• _Written exercise_
Omit the pictures and output every entry below exactly as written.

start Data rows

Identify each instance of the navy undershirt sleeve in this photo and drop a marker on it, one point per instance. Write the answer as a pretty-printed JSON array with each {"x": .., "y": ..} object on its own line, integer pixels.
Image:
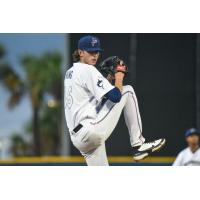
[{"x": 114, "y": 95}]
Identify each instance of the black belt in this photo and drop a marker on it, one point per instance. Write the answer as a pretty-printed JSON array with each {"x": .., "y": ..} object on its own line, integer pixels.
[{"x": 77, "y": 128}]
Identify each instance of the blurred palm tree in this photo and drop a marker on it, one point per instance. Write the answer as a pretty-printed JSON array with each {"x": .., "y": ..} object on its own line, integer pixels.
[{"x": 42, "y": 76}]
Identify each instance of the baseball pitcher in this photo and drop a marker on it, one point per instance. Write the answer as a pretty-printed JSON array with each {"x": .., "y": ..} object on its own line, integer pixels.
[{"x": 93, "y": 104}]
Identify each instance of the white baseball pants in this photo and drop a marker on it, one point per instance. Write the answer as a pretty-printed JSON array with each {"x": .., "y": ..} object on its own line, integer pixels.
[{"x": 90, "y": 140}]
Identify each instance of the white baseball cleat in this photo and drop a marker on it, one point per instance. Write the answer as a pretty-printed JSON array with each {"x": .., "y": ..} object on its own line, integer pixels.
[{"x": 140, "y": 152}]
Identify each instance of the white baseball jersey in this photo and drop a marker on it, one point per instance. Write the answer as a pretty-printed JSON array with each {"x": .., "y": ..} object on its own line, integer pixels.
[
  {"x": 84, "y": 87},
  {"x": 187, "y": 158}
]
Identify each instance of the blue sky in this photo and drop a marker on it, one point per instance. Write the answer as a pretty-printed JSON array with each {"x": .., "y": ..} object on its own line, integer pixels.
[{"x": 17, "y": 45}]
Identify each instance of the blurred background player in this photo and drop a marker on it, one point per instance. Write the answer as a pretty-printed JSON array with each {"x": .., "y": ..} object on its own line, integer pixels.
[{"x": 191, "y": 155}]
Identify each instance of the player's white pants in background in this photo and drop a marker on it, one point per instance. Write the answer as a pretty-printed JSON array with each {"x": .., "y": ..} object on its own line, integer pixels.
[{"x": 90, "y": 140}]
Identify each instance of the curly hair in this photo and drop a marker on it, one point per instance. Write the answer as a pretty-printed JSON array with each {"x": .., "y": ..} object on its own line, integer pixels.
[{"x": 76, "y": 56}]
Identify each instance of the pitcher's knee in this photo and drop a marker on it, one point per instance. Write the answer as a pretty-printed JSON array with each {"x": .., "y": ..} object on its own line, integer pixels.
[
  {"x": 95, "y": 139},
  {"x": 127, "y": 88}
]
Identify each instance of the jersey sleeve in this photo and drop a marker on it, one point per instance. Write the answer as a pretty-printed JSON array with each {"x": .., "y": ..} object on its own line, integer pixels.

end Data rows

• _Exercise response_
Identify each instance of the navy undershirt sleeve in this photo and drop a marker on it, one point per instance. Write the answer as a pretty-printed JSON array with each {"x": .., "y": ..} object on its own line, integer pixels.
Image:
[{"x": 114, "y": 95}]
Identify each instance of the black belt in this photo and drop a marker on it, one point per instance. Write the answer as a pretty-printed JSON array with each {"x": .., "y": ..} object on its own line, integer pixels.
[{"x": 77, "y": 128}]
Identify each instance of the blurred palm tree in this photo and drop a marker on it, one point per instance. Write the answer as a pretty-printed JSON array with each {"x": .., "y": ..} object on its own line, integer pixels.
[{"x": 42, "y": 76}]
Identify each instance of the baseball pitcher in this photo and drop a marker on it, one point per instance. Write the answer as a pretty-printed JSON array with each {"x": .., "y": ..} object on its own line, integer pixels.
[{"x": 93, "y": 104}]
Identify each instance of the white baseball pants in this photo and drop a marker on it, one point per instance. Write the answer as a pretty-printed JSON array with each {"x": .., "y": ..} object on its own line, integer pixels.
[{"x": 90, "y": 140}]
Identify each instance of the white baseball cleat in this photo and drop a marker on it, one point per instance. Write the answer as a pretty-printed JSON array with each {"x": .., "y": ..} object on its own line, integer pixels.
[{"x": 140, "y": 152}]
Identify each instance of the white baseball jersey in this photo and drop a marker on it, one point per instance. Write the answer as a pretty-printed JSON array with each {"x": .., "y": ..} object on its own line, integer pixels.
[
  {"x": 84, "y": 87},
  {"x": 187, "y": 158}
]
Identify each instance of the blue sky in this photo and drop a marker on it, one point per instance. Write the answer as a pretty-printed JSON array with each {"x": .., "y": ..} object on its own line, integer pixels.
[{"x": 17, "y": 45}]
Identify each instance of the blurred background player in this photo and drop a marker on it, one point per instance. Write the answer as a pretty-printed JSON array with each {"x": .., "y": ..} object on its own line, integer pixels.
[{"x": 191, "y": 155}]
Identify each instance of the player's white pants in background in this photo and drop a marker on it, one point per instance. Write the answer as a pretty-printed JSON array with each {"x": .., "y": ..} object on its own line, integer pixels.
[{"x": 90, "y": 140}]
Identify each instance of the curly hair in this photo and drop a marker on it, one point per instance. Write the answer as a pretty-printed JSON array with each {"x": .., "y": ..} object on its own line, integer pixels.
[{"x": 76, "y": 56}]
Identify each instance of the pitcher's knee in this photo and drop a marker on it, one point per instance. Write the answer as a pretty-printed JSON array with each {"x": .., "y": ..} object on its own line, integer pixels.
[
  {"x": 95, "y": 139},
  {"x": 127, "y": 88}
]
Identify each instance of the jersey sleeve in this photo and drop a marker on it, one point per instance. Write the answer as a pretty-printed JSON array with each {"x": .., "y": ..} object on its own line, integer pixels.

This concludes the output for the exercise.